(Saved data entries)
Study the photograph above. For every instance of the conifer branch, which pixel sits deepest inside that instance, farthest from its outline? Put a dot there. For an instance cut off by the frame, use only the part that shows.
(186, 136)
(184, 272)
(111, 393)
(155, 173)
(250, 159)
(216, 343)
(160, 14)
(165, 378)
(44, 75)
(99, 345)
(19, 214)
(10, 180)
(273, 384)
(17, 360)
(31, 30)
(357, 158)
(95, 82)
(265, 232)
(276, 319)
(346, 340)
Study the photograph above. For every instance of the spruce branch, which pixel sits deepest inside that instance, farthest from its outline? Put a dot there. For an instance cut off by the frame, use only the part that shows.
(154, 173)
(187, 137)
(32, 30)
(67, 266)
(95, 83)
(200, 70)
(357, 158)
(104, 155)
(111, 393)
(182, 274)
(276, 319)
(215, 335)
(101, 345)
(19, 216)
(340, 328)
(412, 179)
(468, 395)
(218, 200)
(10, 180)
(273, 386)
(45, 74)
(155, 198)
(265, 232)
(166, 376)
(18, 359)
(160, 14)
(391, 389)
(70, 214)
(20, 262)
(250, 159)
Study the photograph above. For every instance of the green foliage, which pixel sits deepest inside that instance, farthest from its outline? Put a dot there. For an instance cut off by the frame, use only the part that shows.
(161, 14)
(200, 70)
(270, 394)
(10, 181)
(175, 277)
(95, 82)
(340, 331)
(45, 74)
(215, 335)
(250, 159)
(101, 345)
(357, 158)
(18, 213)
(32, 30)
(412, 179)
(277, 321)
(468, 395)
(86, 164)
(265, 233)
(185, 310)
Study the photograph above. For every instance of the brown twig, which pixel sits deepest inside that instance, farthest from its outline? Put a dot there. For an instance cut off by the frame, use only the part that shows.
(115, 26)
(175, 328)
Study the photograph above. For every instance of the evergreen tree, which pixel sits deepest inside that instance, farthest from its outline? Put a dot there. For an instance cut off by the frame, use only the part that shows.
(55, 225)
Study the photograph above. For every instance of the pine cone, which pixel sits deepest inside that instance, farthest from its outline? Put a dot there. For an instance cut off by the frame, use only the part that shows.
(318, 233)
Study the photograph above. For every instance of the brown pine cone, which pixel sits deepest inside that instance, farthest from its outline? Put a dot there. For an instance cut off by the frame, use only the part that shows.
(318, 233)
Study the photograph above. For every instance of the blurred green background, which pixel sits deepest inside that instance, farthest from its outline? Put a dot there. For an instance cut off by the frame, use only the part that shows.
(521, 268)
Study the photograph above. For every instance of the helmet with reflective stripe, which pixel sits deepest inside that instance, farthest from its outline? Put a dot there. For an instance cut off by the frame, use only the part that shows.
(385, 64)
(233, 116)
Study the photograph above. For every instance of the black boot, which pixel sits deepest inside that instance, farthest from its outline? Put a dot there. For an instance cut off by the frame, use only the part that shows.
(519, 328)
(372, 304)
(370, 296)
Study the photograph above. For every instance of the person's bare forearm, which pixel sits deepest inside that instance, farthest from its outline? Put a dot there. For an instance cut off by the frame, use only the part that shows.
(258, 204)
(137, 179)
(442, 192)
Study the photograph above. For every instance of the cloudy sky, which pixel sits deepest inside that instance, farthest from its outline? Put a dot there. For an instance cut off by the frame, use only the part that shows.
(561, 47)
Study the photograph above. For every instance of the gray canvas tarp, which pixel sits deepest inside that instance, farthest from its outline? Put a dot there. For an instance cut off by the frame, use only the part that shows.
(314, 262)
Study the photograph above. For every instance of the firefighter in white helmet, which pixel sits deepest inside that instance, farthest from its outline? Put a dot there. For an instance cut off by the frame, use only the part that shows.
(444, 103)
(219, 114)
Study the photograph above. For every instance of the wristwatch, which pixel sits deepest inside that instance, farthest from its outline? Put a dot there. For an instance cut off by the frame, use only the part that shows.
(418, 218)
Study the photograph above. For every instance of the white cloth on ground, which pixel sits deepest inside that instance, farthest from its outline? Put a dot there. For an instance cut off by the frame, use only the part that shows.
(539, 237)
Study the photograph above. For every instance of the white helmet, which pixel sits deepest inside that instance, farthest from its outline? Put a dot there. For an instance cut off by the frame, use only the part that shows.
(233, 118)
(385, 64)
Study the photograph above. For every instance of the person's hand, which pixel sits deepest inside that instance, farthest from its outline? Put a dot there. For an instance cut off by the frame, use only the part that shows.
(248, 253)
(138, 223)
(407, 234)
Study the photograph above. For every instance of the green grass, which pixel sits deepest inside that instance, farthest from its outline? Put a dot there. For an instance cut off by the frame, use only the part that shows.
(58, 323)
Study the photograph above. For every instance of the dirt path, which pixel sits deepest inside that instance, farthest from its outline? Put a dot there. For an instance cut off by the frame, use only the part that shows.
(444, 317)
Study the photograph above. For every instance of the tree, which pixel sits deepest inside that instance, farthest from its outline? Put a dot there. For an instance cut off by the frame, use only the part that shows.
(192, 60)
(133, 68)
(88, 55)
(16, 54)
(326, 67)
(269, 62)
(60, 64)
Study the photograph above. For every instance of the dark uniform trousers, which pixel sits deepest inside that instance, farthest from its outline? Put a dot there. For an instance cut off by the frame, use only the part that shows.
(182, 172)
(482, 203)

• [What is expected]:
Repeat the records exactly, leaving out none of them.

• [Answer for this exercise]:
Study the photograph above. For every instance of the conifer branch, which pixel sits deepest inside that instance, farthest from its outline? Put a dot there. For an instance cut off by the frame, use only the part that shows.
(186, 136)
(184, 272)
(111, 393)
(155, 173)
(250, 159)
(216, 343)
(160, 14)
(165, 378)
(44, 75)
(99, 345)
(19, 214)
(10, 180)
(273, 384)
(17, 360)
(31, 30)
(357, 158)
(95, 82)
(265, 232)
(276, 319)
(346, 340)
Study the photograph above. For every instance of the spruce branch, which pixel sits deepest inside that instance, farthest from its outline? Put a dot there. For an instance cut off by the frame, use only the part that shows.
(154, 173)
(187, 137)
(32, 30)
(67, 266)
(95, 83)
(200, 70)
(357, 158)
(104, 155)
(111, 393)
(182, 274)
(276, 319)
(215, 335)
(101, 345)
(19, 216)
(340, 328)
(412, 179)
(468, 395)
(218, 200)
(10, 180)
(273, 386)
(45, 74)
(155, 198)
(265, 232)
(166, 376)
(18, 359)
(160, 14)
(391, 389)
(70, 214)
(20, 262)
(250, 159)
Study the photograph above. For every instance of the green foliage, which pixel sits deepest inside that instance, farthest from its outline? Put a dot there. For an instance cut off by the frame, use only the part that shows.
(161, 14)
(200, 70)
(270, 394)
(10, 181)
(175, 277)
(95, 82)
(340, 331)
(45, 74)
(215, 335)
(250, 159)
(101, 345)
(357, 158)
(18, 213)
(32, 30)
(412, 179)
(277, 321)
(468, 395)
(86, 164)
(265, 233)
(185, 310)
Study the photograph above. For every instance of the brown twig, which pixel sits deepest inside that instance, farthest from its outline? Put a dot there. For an instance cut off by the frame, use only the part that shows.
(115, 26)
(175, 328)
Study the photograph above. For every instance of the evergreen tree, which pixel sits deepest inside that instance, farthest from its outline? Put a dot there. For an instance cut off by the frame, use only the part that shows.
(55, 225)
Study the photograph above. For every instance of the pine cone, which pixel sits deepest inside that instance, farthest from its outline? Put a dot there. For an instance cut off by the frame, use only the part that shows.
(318, 233)
Study the photograph above. For every instance of the brown pine cone, which pixel sits deepest inside that instance, farthest from its outline? Put a dot there. For an instance cut off by the frame, use only the part that shows.
(318, 233)
Study the photograph above. For every instance of the blurred green background, which pixel sits deepest inside that instance, farthest from its outline? Put a dot there. For an instance cut off by the frame, use only the part that shows.
(521, 268)
Study the photograph above. For every instance of the helmet with reflective stripe, which pixel sits deepest inside that instance, farthest from its outline? Put a dot there. For an instance cut off by the frame, use only the part that shows.
(385, 64)
(233, 116)
Study the photograph above. For every instance of the black boot, which pixel sits deepest inside that instance, farthest from its outline? Put a dot there. For an instance cut off by the frame, use only the part that shows.
(519, 328)
(372, 304)
(370, 296)
Study the photograph above. For every instance of the person's bare forearm, which pixel sits deepest inside that instance, farthest from its outline? Put a dot there. For an instance cut off by the frame, use only the part that shows.
(258, 204)
(137, 179)
(442, 192)
Study the photograph above. For every instance of the cloudy sky, which pixel sits deepest inside that instance, farthest from its outline? Put a dot there. For an instance cut off by the frame, use only the part that shows.
(561, 47)
Study the photograph above. For every instance of the gray canvas tarp, which pixel sits deepest inside that instance, farthest from its outline? Put a dot there. For an instance cut off by the frame, use only the part that shows.
(314, 262)
Study the photograph above. For every instance of the firefighter in white helmet, which pixel sits deepest inside that instance, farthest from its outline? Put a dot there. For an instance cut off by the frame, use only the part that shows.
(444, 103)
(219, 114)
Study the photograph above. For every instance of the wristwatch, which pixel sits deepest inside that instance, farthest from its outline? Put a dot there. For an instance cut off by the frame, use only the part that shows.
(418, 218)
Study the photograph above. For every instance of the white cloth on ground, which pixel sits deepest inside that instance, farthest from its outline? Put a dot there. For an instance cut off by the frame, use only the part that shows.
(539, 237)
Study the photograph above. For every instance of the white helmet, which pixel sits deepest inside that instance, farthest from its outline? Put a dot there. For an instance cut off by the frame, use only the part that shows.
(233, 118)
(385, 64)
Study the photograph above. For every instance of the person's hand, which pixel sits deepest inside that instance, farthest from its outline? Put a dot there. For an instance cut off by the frame, use only the part that shows.
(248, 253)
(138, 223)
(407, 234)
Study the photograph above. For every instance of the green grass, which pixel sits deepest inside that instance, farthest from its outline? Put a dot there. For an instance cut off by the frame, use only the part that shows.
(58, 323)
Study the photograph above. For every instance of the dirt path, which pixel sits deepest inside that instance, farthest from its outline? Put a dot there. For an instance cut off by the frame, use only the part that shows.
(444, 317)
Study the photograph above. For every instance of the tree, which pixel sits deepest inside that instance, farthest from its outline? Put a dot there. For an instance cut off by the frame, use only the part that shows.
(192, 60)
(133, 68)
(88, 55)
(16, 54)
(326, 67)
(269, 62)
(60, 64)
Study the photograph above. For every instance of the dark uniform trousers, which pixel sits deepest inside that instance, farthest from its outline? Put a dot there. For an instance cut off by the frame, use only the part that shows.
(182, 172)
(482, 203)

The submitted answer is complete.